For each line of the data below that contains "backpack", return that line.
### Provided material ###
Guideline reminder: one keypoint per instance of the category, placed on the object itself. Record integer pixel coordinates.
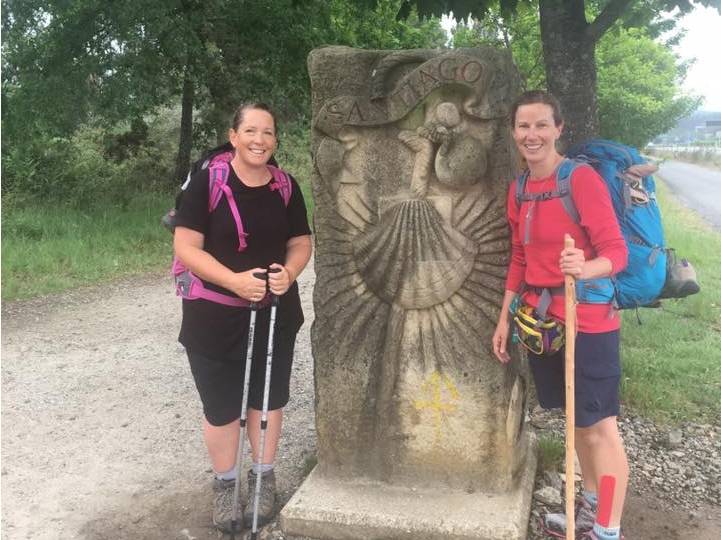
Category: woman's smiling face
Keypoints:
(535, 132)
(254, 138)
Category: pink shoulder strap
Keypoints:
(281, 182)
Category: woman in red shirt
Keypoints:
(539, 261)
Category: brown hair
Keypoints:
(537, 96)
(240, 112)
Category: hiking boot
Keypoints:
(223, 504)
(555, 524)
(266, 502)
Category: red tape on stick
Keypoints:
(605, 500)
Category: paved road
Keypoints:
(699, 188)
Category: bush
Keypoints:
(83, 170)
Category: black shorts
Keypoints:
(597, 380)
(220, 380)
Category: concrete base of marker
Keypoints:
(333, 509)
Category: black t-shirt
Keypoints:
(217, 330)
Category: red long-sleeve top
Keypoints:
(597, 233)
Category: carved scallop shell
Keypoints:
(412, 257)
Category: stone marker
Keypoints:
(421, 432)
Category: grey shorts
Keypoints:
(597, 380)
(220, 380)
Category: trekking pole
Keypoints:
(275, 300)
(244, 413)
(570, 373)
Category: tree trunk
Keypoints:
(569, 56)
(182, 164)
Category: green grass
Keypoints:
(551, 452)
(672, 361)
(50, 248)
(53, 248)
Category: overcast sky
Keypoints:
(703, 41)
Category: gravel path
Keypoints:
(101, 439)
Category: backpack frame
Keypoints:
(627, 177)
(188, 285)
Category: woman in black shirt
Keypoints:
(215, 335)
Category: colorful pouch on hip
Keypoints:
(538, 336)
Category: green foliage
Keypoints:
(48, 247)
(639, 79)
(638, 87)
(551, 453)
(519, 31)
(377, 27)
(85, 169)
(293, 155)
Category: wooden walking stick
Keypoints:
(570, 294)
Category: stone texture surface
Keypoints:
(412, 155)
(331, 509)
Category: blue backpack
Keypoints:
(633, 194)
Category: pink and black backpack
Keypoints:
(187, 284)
###
* _Exercise response_
Category: backpack frame
Category: blue backpack
Category: pink and black backpack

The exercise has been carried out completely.